Abdul Abiad (à gauche) est conseiller économique à la Banque asiatique de développement, Shang-Jin Wei, économiste en chef de la Banque asiatique de développement.
Il ne fait aucun doute que le ralentissement actuel de la croissance de la Chine a des effets considérables sur l'économie mondiale. Mais son rôle dans la forte baisse du prix des matières premières, qui a lieu depuis 2014 – un résultat dévastateur pour les pays exportateurs de matières premières, y compris les économies émergentes autrefois dynamiques –, est plus limité que ce que l'on croit habituellement. En fait, le ralentissement de la Chine est seulement une partie de l'histoire du prix des matières premières.
Il y a évidemment une corrélation claire entre la croissance du PIB de la Chine et les prix des matières premières. Au début des années 2000, lorsque la croissance chinoise a accéléré, les prix des matières premières ont fortement augmenté. Et lorsque le ralentissement de la Chine a commencé en 2011, les prix de l'énergie ont chuté de 70 %, les prix des métaux de 50 % et les prix des matières premières agricoles de 35 %. Mais le point de vue selon lequel le ralentissement de la Chine est le principal moteur de l'effondrement des prix des matières premières est au mieux incomplet. Comme l'établit une nouvelle recherche menée par l'Asian Development Bank, alors que la Chine joue un rôle important sur les marchés des matières premières (elle représente environ la moitié de la consommation mondiale en métaux, en charbon et en porc, par exemple), elle est loin d'être aussi dominante qu'on l'imagine. La Chine représente moins d'un cinquième de la consommation mondiale de sucre, de blé, de volaille et de bœuf, 12 % de la consommation mondiale de pétrole brut et 5 % du gaz naturel. En fait, certaines matières premières qui ont connu la plus forte baisse des prix, surtout le pétrole (-73 %) et le gaz naturel (-55 %), sont celles pour lesquelles la Chine est un acteur relativement mineur.
En outre, la consommation réelle de matières premières de la Chine est encore plus faible que les chiffres ne le laissent penser. Les mesures conventionnelles, au lieu de prendre en compte les chaînes de production internationales, prennent simplement en compte la somme de la production d'un pays et les importations nettes de produits pour déterminer son niveau de consommation. Mais, pour la Chine, une proportion non négligeable des produits qu'elle « consomme » est en fait utilisée dans la production de marchandises destinées à l'exportation vers le reste du monde. En effet, près d'un tiers de la demande chinoise en métaux permet de satisfaire la demande d'exportation. Déduire les matières premières incorporées dans les produits manufacturés, exportés de Chine, réduirait considérablement le rôle apparent de la Chine sur ces marchés.

• **CONSIGNES**:
1) Dans le texte sur la Chine et les matières premières, présentez sous forme de liste le paragraphe commençant par « En outre, la consommation réelle » en conservant ses faits principaux.
2) Répondez à ces questions d'après le texte sur la Chine et les matières premières :
(a) Depuis quelle année a lieu la forte baisse du prix des matières premières ?
(b) De combien les prix de l'énergie ont-ils chuté depuis le début du ralentissement chinois en 2011 ?
(c) Quelle part de la demande chinoise en métaux sert à satisfaire la demande d'exportation ?
3) Rédigez la suite du texte sur la Chine et les matières premières à partir de sa dernière phrase.

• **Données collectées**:
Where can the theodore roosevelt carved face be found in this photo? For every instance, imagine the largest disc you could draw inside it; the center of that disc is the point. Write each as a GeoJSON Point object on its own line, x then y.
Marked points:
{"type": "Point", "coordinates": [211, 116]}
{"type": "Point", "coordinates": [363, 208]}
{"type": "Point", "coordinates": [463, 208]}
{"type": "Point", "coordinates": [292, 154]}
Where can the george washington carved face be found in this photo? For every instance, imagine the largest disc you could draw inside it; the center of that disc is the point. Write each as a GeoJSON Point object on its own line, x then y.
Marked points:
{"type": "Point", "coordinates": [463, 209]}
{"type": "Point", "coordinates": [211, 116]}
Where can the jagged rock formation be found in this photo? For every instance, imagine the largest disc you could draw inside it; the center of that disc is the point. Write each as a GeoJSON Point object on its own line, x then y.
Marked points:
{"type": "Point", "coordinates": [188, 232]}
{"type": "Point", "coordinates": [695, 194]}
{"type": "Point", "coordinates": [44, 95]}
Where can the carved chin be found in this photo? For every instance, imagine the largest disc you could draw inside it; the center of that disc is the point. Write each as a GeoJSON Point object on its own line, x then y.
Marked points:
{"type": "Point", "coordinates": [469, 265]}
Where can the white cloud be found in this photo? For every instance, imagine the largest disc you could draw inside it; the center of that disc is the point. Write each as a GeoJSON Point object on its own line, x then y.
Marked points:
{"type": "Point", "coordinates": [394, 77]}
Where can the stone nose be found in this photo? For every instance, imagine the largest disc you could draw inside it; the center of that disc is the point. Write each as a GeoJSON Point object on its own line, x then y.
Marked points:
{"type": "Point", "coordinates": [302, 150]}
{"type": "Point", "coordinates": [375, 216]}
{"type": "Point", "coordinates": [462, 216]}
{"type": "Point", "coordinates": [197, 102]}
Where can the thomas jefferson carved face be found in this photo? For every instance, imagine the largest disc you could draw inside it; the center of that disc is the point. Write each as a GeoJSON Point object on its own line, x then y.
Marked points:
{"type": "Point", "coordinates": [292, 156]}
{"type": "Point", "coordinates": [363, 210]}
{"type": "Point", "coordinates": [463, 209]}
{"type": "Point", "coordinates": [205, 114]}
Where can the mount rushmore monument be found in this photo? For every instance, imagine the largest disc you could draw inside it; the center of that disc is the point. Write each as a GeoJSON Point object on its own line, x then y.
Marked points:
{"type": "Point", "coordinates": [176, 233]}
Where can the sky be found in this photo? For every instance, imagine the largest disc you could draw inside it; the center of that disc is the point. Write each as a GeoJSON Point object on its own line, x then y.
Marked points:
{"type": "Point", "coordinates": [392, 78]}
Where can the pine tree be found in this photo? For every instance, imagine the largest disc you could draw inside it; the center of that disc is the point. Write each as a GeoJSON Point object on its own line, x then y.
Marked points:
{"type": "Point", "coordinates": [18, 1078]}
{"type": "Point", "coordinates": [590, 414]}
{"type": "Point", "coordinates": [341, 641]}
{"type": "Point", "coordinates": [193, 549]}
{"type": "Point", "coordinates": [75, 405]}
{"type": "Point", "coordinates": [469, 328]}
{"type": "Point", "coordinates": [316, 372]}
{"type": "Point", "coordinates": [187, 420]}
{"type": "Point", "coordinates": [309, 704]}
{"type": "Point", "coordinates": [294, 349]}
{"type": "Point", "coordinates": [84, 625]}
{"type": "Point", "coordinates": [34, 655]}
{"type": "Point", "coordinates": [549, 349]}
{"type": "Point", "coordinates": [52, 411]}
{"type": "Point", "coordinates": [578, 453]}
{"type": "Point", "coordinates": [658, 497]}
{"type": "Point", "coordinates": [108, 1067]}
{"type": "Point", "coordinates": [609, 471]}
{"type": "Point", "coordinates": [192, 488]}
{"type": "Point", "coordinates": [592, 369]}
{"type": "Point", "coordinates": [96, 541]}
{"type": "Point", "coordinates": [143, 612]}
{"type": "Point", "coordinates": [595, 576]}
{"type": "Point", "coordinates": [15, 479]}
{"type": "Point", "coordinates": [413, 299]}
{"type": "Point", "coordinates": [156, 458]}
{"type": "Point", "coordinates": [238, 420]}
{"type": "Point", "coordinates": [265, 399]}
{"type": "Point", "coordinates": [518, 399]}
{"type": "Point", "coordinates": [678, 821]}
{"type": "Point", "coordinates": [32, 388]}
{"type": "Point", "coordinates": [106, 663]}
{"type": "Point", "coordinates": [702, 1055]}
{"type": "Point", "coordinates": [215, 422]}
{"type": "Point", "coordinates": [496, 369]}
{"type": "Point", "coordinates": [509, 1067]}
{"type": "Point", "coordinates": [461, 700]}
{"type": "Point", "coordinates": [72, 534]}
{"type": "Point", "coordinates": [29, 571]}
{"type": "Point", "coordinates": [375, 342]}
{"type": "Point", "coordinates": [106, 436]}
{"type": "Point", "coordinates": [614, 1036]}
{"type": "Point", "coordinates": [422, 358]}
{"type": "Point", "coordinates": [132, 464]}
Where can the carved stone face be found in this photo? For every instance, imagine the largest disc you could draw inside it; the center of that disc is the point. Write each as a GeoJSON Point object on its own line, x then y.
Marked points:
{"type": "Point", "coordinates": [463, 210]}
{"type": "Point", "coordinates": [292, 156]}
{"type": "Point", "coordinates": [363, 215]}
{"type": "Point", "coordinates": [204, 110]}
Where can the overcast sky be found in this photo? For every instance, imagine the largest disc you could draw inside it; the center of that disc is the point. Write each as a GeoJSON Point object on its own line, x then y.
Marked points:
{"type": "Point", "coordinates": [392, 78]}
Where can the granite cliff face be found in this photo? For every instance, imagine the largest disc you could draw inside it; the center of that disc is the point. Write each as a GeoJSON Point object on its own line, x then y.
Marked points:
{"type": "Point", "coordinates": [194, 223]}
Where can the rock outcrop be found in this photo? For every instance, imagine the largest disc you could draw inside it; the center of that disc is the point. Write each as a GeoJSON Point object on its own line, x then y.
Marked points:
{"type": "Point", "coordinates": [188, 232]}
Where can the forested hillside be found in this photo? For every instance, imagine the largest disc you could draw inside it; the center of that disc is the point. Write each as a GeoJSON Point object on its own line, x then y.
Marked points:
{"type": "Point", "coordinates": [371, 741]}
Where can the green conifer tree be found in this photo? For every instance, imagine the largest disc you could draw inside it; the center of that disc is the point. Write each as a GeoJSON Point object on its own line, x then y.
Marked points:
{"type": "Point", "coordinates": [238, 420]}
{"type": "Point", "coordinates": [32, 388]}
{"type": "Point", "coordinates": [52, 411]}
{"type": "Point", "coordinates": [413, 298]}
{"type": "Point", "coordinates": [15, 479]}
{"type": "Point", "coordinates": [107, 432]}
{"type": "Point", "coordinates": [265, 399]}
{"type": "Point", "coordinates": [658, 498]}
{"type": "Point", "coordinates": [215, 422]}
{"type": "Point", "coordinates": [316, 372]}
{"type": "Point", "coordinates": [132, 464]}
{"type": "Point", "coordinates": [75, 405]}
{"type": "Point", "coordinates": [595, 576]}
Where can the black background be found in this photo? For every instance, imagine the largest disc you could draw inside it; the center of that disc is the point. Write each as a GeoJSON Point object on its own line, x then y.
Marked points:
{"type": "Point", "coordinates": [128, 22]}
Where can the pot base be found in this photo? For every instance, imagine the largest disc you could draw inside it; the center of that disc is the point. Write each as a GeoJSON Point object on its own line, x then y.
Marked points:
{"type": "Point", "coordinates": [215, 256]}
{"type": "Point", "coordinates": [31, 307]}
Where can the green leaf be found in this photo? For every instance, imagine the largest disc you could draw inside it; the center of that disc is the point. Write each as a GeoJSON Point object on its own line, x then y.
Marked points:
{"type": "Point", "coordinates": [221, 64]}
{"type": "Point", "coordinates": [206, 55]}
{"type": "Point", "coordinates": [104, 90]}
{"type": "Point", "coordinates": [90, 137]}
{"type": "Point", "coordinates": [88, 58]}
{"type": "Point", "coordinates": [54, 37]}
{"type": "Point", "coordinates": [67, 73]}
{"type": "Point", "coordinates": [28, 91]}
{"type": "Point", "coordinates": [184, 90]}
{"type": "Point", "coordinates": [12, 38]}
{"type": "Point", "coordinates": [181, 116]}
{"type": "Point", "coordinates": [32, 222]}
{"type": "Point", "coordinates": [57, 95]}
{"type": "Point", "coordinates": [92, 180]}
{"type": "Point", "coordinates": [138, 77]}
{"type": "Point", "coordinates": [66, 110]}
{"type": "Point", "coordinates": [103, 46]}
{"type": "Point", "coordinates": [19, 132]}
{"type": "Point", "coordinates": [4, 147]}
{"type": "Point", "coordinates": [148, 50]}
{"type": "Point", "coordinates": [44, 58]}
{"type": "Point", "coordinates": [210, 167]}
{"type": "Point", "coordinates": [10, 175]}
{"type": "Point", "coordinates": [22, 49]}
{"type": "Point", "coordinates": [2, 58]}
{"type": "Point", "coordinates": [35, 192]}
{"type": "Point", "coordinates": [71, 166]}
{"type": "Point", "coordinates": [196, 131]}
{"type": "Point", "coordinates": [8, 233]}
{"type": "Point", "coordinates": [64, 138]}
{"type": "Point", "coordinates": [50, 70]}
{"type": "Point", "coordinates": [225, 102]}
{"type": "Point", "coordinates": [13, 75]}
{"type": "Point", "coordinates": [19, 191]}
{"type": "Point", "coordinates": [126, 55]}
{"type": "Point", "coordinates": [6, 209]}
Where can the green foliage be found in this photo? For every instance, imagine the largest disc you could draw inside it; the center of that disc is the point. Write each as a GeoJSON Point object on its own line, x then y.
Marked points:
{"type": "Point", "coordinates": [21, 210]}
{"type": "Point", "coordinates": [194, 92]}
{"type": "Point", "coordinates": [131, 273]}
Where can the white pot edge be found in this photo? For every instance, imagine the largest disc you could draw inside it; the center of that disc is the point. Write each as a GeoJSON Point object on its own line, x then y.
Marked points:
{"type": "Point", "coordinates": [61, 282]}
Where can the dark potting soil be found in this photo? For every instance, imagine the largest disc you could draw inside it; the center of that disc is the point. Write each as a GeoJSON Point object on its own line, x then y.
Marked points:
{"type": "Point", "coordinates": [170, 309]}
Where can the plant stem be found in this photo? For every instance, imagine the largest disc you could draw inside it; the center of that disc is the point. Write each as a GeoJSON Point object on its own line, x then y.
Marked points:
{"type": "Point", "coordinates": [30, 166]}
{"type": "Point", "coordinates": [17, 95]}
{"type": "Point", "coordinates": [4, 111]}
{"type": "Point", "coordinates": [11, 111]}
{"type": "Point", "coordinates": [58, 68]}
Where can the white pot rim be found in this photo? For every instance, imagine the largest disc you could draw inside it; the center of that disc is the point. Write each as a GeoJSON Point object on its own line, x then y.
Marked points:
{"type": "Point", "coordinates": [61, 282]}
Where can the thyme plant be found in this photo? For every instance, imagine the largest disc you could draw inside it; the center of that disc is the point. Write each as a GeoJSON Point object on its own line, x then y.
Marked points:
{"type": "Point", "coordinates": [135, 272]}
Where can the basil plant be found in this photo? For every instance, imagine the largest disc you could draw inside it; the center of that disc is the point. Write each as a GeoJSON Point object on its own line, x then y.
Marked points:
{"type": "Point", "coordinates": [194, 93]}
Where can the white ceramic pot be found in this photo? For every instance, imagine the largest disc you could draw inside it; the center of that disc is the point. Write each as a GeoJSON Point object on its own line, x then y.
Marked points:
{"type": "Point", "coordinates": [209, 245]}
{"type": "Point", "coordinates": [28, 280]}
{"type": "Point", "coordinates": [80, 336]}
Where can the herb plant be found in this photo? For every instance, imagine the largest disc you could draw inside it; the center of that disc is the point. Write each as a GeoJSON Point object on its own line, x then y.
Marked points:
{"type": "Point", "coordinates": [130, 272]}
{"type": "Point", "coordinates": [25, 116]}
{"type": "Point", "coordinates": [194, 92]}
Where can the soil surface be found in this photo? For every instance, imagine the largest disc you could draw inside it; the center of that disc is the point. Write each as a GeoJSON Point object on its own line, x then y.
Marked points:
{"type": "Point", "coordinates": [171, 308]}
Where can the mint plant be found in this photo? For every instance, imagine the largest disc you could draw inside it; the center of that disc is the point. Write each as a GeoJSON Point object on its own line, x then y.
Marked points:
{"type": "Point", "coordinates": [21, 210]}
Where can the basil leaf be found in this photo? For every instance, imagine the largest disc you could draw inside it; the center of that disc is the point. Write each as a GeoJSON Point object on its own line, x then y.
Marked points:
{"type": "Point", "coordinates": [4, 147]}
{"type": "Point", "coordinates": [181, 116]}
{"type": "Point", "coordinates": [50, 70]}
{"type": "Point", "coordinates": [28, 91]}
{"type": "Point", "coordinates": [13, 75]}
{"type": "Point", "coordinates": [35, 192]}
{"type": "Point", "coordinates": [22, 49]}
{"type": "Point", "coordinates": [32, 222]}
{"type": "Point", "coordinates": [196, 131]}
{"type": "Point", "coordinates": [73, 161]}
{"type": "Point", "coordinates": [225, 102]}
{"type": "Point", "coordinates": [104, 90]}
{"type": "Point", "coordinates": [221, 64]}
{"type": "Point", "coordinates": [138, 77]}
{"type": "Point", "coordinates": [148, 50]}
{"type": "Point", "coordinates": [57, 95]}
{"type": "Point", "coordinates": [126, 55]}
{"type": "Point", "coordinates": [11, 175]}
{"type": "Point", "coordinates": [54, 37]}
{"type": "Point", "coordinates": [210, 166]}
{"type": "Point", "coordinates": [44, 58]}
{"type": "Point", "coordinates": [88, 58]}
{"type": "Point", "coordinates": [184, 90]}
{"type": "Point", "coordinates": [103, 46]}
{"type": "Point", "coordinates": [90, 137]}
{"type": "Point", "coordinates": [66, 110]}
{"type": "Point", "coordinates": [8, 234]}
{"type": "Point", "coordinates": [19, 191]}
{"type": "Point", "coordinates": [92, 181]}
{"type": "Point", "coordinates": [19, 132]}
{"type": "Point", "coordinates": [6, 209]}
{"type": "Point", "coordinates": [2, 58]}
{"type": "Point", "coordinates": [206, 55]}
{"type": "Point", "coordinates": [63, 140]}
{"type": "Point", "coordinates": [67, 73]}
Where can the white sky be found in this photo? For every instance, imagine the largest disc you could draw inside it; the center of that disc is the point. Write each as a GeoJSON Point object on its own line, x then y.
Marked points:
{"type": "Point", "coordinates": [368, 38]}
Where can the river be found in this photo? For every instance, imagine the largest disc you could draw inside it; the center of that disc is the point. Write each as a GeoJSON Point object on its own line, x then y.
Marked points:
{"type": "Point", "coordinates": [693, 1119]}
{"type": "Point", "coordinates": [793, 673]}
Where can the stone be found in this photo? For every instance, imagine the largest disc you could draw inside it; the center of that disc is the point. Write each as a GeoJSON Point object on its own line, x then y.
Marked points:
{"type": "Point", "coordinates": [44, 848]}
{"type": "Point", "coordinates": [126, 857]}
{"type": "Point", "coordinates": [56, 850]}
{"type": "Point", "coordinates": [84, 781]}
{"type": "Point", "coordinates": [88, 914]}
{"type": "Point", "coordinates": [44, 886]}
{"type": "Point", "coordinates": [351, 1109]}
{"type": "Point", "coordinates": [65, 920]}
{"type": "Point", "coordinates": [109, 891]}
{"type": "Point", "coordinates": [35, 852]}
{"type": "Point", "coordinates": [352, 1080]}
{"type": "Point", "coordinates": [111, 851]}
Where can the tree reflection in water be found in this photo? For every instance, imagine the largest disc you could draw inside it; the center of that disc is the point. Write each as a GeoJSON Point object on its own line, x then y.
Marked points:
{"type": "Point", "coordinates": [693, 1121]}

• **RÉPONSES FOURNIES**:
1)
- La consommation réelle de matières premières de la Chine est encore plus faible que ne le laissent penser les chiffres.
- Les mesures conventionnelles additionnent la production d'un pays et ses importations nettes, sans tenir compte des chaînes de production internationales.
- Une part non négligeable de ce que la Chine « consomme » sert en fait à produire des marchandises exportées vers le reste du monde.
- Près d'un tiers de la demande chinoise en métaux sert à satisfaire la demande d'exportation.
- Déduire les matières premières incorporées dans les produits manufacturés exportés réduirait considérablement le rôle apparent de la Chine sur ces marchés.

2)
(a) Depuis 2014.
(b) De 70 %.
(c) Près d'un tiers.

3)
Un examen des fluctuations des prix des matières premières conforte ce point de vue. Voyons par exemple le cas du cuivre : de 2001 à 2006, son prix a connu de fortes variations, avec des baisses de prix de 30 % contre des augmentations de 150 % selon les années, tout cela alors que la croissance de la production industrielle chinoise et de la demande en cuivre est demeurée relativement stable, entre 15 % et 20 % respectivement. Clairement, les autres facteurs (des facteurs liés à l'offre et la demande mondiale, à la demande spéculative et au rajustement des stocks) jouent également un rôle majeur dans la conduite des résultats sur les marchés des matières premières.
Qu'implique donc le ralentissement actuel de la Chine pour les prix des matières premières ? Même si la croissance de la Chine s'est atténuée depuis 2011, la croissance de la consommation des produits dépasse encore celle du reste du monde. En conséquence, sa part de la consommation mondiale des matières premières a augmenté. Cela n'a rien de surprenant, étant donné que la croissance du PIB chinois, bien qu'elle soit sensiblement plus faible qu'à son apogée à deux chiffres, reste supérieure à 6 %. Alors que le passage d'un modèle de croissance axé sur les investissements à un modèle axé sur la consommation va affaiblir la croissance de la demande en métaux et en énergie, il va apporter également une augmentation de la demande en produits alimentaires et en services, et donc en produits agricoles.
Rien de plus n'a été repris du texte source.